■ Brief
In the entries below, which lines run from the one with "white cap for" through the one with "on the distant"? Repeat exactly those, both included, and no pictures.

■ Information provided
───

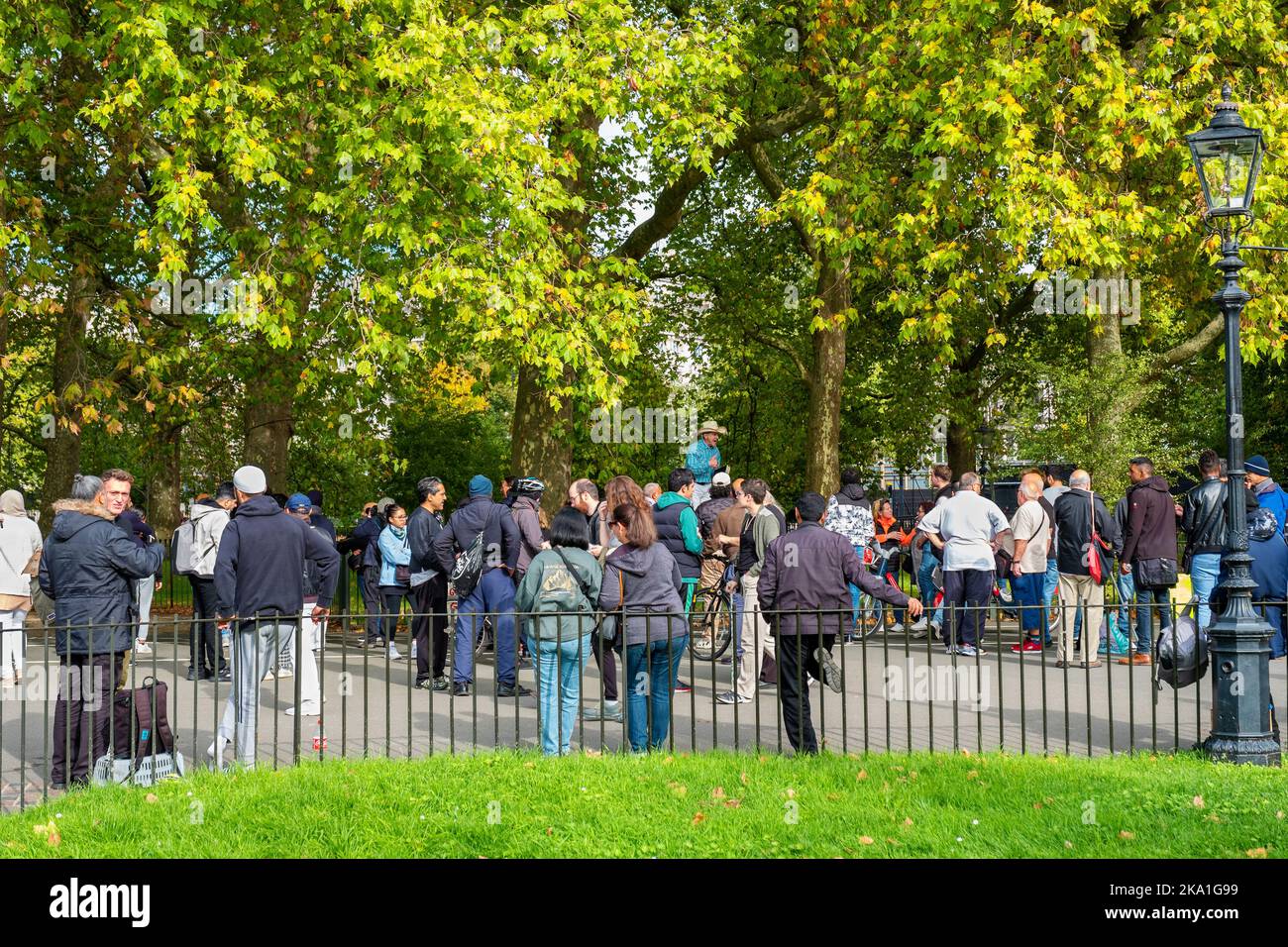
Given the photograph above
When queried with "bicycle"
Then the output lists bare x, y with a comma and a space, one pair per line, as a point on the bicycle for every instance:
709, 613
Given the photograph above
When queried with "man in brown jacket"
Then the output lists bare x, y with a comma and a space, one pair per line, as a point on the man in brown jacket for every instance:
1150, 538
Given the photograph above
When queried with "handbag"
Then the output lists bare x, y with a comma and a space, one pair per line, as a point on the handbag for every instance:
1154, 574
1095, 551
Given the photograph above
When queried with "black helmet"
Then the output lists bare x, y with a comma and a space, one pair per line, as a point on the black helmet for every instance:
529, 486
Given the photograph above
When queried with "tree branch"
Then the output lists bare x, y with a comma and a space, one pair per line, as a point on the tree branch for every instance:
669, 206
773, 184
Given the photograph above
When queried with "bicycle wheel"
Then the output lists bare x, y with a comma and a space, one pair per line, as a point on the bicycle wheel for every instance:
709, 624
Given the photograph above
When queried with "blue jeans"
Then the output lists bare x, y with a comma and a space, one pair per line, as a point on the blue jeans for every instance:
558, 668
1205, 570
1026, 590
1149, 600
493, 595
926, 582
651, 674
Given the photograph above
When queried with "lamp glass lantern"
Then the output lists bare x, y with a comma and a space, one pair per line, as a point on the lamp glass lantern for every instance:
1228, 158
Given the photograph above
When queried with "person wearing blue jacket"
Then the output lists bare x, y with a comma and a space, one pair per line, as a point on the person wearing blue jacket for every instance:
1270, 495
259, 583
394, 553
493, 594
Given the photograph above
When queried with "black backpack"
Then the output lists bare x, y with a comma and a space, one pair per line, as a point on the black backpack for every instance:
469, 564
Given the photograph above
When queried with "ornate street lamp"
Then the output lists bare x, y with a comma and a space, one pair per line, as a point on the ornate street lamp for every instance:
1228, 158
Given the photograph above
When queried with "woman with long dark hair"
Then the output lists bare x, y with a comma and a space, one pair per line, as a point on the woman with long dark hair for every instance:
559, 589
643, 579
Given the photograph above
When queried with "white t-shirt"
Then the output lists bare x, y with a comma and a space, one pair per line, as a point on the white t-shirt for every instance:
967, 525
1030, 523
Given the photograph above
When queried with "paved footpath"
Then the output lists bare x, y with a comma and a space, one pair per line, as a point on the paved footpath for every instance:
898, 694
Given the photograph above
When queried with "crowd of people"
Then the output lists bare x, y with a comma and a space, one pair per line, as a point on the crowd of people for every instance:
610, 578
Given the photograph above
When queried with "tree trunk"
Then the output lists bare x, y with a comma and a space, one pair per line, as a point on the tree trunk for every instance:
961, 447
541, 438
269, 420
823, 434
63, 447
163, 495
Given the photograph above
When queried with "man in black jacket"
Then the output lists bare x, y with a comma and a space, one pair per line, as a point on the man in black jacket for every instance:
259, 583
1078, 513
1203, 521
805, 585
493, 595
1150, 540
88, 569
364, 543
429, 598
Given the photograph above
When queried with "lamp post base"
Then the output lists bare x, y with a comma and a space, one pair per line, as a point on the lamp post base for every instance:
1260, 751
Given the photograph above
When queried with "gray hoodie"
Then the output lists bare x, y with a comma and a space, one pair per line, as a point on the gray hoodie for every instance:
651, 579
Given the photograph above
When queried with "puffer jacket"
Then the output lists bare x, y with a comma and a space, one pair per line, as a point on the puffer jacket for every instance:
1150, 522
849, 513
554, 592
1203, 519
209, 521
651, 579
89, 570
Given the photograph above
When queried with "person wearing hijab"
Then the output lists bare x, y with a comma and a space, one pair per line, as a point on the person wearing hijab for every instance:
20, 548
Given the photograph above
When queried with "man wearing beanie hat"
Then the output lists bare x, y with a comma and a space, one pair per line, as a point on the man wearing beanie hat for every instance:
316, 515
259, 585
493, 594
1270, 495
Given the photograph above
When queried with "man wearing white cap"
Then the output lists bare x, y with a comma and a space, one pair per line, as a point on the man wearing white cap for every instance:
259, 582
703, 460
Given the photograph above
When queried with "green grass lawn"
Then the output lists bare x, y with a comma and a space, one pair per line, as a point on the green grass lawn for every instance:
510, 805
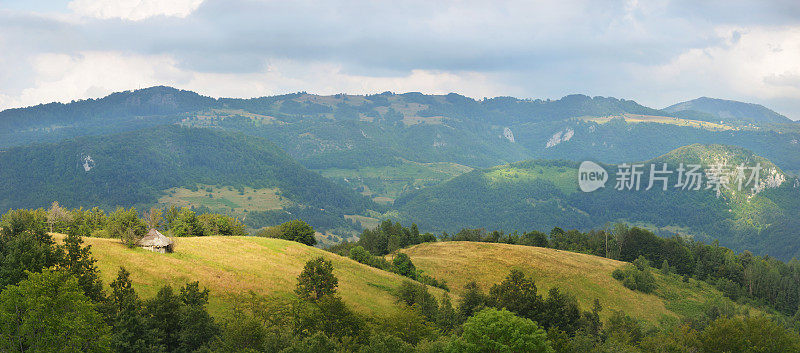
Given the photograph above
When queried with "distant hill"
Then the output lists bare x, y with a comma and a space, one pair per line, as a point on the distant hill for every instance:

───

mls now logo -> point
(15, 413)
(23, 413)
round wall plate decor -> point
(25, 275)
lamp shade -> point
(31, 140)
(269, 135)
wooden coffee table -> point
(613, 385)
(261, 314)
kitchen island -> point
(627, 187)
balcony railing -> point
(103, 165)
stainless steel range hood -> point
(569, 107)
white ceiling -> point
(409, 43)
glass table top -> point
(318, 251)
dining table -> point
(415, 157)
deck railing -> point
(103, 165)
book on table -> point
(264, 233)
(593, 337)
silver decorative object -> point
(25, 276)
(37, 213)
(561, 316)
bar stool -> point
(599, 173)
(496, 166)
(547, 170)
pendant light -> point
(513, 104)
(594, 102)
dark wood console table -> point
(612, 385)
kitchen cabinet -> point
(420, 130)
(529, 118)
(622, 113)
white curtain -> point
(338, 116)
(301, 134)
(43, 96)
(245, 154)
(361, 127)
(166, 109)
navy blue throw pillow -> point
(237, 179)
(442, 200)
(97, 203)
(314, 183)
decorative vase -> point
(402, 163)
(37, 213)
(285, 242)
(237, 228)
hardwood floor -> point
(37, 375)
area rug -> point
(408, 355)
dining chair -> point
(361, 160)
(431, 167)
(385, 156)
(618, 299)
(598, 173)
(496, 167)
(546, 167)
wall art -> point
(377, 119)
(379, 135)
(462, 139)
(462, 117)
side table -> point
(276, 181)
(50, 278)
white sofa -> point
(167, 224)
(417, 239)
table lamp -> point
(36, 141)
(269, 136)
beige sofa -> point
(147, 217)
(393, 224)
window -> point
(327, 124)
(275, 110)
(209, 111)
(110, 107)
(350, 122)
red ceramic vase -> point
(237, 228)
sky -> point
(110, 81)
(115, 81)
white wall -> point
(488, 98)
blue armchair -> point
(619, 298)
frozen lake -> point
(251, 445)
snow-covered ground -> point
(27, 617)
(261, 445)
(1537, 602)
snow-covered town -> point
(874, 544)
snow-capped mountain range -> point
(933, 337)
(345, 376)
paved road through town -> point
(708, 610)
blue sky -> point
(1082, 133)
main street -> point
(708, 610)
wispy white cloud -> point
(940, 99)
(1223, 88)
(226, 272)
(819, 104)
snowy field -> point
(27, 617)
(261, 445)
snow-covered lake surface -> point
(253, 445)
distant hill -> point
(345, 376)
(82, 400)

───

■ Task output
Then the output lists bare x, y with a comma and a space, one pair per line, as a point on the man wearing white cap for every instance:
259, 582
703, 460
Given the photograph above
When queried with "green grass lawn"
Then the output lists bare x, y with a comma and a space, one pair per line, as a point on the green grass lawn for every instance:
510, 805
Given the photograph above
When queried with "distant hill"
Then the output lists bare x, y with a comma and a space, one pair per line, as a point on the distant hill for every instance:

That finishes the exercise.